DATA EXTRACT: Begin
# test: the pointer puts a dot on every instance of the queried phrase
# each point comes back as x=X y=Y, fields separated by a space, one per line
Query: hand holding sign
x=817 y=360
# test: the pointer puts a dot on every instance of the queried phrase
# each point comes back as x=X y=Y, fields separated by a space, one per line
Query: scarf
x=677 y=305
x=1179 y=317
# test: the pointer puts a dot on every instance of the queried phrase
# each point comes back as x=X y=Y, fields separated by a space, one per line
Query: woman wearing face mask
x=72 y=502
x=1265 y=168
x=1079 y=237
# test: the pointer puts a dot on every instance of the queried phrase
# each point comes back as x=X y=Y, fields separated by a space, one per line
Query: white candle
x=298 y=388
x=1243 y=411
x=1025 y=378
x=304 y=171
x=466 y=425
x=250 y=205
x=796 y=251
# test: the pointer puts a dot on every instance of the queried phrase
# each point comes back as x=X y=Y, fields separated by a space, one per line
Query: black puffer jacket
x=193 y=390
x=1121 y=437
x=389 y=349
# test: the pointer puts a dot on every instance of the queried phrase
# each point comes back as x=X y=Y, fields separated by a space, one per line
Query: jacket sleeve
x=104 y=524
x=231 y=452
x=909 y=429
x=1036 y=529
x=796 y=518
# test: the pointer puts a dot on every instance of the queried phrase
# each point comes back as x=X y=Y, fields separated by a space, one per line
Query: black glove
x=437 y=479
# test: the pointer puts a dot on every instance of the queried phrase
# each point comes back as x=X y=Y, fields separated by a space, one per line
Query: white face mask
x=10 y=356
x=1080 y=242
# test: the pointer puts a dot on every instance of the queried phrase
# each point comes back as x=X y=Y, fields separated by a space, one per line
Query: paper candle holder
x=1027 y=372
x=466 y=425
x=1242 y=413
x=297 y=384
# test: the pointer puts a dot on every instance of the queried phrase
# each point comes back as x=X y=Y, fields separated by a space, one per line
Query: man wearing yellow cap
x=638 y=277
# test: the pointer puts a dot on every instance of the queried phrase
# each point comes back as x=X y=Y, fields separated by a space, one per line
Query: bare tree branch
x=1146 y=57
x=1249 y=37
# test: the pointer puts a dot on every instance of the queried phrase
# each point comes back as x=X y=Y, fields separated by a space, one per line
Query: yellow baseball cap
DATA EXTRACT: End
- [PROBLEM STATEMENT]:
Give back all the records exactly as they stand.

- [ANSWER SECTION]:
# test: the pointer puts a dot on every instance of the queried phrase
# each point comes back as x=X y=Y, fields separated by a space, one per line
Query: hand holding sign
x=817 y=360
# test: the pointer puts a dot on every instance of the queried phrase
# each point comes back as x=X y=Y, fields separated by a space, one per line
Query: scarf
x=677 y=305
x=1179 y=317
# test: the pointer puts a dot on every instance of the queried phrase
# each point comes back as x=X y=Y, fields separated by a space, one per line
Query: woman wearing face mask
x=72 y=502
x=1265 y=168
x=1079 y=237
# test: the pointer puts a dot on every instance of the queried phrase
# each point comes back as x=X y=Y, fields separated by a space, one per line
Query: white candle
x=298 y=388
x=1243 y=411
x=1025 y=378
x=304 y=171
x=466 y=425
x=250 y=205
x=796 y=251
# test: the pointer puts a dot on every instance of the queried phrase
# each point comes back as x=X y=Y, fields separated by a space, one per line
Query: black puffer jacket
x=193 y=390
x=1121 y=437
x=389 y=349
# test: the pointer puts a dot on every instance of the queried phrase
# each point comes back as x=X y=Y, fields separated by a space, one per line
Query: jacket sleeve
x=104 y=524
x=231 y=452
x=909 y=429
x=1036 y=529
x=796 y=518
# test: the pointer puts a dot on every instance of the queried phrase
# each point comes back as x=X y=Y, fields separated by a space, one per line
Query: black glove
x=437 y=479
# test: the pointer puts a dot on every instance of the queried phrase
# each point comes back as x=X y=Y, fields separated by a space, one per line
Query: white face mask
x=10 y=356
x=1080 y=242
# test: the pointer puts a dot on every instance of the queried phrase
# each point comes back as x=X y=Y, fields separated by a space, one per line
Query: paper candle holder
x=1027 y=372
x=466 y=425
x=1242 y=413
x=297 y=384
# test: the pointer puts a dot on every instance of the queried phrase
# each point comes back as x=X y=Y, fields separated by a space, one per line
Query: man wearing yellow cap
x=638 y=277
# test: the pointer puts a dot on every instance of the queried phrase
# each point comes back as x=X y=Y, fields separated by a space, one per line
Query: bare tree branch
x=1146 y=57
x=1249 y=37
# test: the pointer puts a dot on every instance of the queried phrase
# each point comes back as x=X y=Y, fields separated by a space, one per line
Query: yellow baseball cap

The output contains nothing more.